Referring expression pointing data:
*** Begin section ***

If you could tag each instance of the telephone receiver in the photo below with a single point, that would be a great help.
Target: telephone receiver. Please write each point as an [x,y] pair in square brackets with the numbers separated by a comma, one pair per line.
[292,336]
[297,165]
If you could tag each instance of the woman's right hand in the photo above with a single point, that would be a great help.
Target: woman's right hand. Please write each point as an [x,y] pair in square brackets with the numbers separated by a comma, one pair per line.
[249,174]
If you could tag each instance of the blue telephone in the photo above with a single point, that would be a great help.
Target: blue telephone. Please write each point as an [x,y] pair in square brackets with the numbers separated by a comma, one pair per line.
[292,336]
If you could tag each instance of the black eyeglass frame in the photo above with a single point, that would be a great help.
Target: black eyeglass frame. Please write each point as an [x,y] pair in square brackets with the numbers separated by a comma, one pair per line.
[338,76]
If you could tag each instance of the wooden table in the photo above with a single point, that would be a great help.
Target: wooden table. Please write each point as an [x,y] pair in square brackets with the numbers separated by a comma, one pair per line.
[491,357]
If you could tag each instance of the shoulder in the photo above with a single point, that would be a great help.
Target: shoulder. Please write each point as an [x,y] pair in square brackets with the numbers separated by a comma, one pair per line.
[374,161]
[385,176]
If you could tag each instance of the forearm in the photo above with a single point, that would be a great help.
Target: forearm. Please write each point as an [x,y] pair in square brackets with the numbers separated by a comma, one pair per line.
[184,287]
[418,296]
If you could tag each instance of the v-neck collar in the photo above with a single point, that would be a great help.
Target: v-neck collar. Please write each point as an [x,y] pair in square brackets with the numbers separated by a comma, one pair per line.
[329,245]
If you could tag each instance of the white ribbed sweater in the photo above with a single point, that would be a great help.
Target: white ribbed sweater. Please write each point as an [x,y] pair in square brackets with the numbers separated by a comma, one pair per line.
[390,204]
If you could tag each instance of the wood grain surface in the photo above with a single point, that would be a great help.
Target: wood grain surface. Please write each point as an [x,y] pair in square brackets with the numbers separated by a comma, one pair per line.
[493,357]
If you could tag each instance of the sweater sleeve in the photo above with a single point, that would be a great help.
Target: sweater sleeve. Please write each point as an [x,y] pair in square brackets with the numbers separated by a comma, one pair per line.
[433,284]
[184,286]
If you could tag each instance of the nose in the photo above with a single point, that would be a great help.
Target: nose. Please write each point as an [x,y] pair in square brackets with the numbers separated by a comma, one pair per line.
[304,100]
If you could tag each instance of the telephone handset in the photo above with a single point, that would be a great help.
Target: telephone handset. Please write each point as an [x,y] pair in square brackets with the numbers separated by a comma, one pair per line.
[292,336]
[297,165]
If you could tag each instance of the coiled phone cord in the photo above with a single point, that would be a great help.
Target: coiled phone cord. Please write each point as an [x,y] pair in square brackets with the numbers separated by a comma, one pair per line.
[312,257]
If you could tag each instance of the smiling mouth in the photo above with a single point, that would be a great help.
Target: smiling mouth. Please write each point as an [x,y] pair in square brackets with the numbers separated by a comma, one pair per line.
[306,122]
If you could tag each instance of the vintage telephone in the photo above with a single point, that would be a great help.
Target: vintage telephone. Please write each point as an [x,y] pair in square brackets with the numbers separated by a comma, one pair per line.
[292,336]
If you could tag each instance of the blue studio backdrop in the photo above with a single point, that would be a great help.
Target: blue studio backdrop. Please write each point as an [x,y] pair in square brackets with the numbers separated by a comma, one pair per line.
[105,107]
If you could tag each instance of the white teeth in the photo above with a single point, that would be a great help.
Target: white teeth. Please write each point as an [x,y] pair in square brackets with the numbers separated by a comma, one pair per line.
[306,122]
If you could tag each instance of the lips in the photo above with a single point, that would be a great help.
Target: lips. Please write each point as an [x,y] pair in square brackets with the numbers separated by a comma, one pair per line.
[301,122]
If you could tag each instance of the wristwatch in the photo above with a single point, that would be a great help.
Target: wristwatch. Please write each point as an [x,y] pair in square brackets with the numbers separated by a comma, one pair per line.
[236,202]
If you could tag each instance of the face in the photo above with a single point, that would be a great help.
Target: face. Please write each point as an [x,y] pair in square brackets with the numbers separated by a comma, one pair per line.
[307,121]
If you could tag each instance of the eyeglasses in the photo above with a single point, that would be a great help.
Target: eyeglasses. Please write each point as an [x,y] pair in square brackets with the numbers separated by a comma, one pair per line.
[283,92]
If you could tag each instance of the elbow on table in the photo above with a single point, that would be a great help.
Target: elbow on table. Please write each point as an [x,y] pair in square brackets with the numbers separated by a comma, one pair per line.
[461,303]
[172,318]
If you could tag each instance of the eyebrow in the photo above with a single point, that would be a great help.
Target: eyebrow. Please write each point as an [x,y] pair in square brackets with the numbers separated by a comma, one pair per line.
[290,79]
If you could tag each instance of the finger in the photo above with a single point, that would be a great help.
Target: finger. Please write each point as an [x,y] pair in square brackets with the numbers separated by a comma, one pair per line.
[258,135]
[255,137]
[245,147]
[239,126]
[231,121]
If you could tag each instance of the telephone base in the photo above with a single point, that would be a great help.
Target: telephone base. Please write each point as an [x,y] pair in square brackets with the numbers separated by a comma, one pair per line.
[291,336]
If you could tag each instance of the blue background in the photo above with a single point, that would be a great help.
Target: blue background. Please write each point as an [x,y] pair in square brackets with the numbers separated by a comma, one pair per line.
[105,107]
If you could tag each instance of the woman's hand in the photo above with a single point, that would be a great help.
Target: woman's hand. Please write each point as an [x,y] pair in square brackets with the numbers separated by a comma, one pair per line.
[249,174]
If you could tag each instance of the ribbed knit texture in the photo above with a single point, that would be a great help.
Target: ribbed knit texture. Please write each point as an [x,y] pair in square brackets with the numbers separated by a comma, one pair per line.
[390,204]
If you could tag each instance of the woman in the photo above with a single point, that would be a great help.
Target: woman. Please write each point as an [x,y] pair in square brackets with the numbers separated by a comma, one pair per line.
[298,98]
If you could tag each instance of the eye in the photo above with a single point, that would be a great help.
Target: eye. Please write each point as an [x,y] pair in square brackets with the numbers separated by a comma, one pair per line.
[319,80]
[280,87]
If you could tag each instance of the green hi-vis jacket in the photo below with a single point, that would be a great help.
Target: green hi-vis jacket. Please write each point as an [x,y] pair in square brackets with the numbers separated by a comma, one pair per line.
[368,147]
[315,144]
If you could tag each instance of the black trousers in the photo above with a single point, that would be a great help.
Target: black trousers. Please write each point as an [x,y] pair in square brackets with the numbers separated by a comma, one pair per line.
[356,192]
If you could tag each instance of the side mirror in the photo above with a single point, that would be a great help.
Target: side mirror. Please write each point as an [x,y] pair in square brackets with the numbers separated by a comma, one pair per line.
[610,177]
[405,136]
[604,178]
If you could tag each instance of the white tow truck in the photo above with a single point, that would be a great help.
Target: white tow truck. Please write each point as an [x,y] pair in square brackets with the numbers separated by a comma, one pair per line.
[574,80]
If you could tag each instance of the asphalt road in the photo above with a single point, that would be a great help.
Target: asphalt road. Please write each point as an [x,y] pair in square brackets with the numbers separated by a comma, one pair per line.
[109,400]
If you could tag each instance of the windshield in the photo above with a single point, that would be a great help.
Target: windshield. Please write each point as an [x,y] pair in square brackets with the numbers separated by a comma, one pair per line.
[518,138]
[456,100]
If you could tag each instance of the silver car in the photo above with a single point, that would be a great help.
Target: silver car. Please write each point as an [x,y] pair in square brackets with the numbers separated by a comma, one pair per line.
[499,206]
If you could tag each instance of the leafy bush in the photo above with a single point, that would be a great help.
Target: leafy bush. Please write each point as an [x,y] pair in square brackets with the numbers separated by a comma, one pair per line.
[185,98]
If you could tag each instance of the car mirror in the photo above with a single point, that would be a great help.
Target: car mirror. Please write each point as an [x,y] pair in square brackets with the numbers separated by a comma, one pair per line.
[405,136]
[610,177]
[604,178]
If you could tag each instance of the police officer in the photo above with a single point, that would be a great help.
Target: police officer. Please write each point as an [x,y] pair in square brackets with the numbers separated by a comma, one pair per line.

*** End section ***

## HOW TO COMPLETE THIS TASK
Reproduce each line of the entries in which the word "below" is found.

## RESULT
If you could tag each instance of the telephone receiver in the photo below with a single point, that would be a great help.
If you could tag each instance of the green hi-vis jacket in the photo below with a single point, that would be a great help.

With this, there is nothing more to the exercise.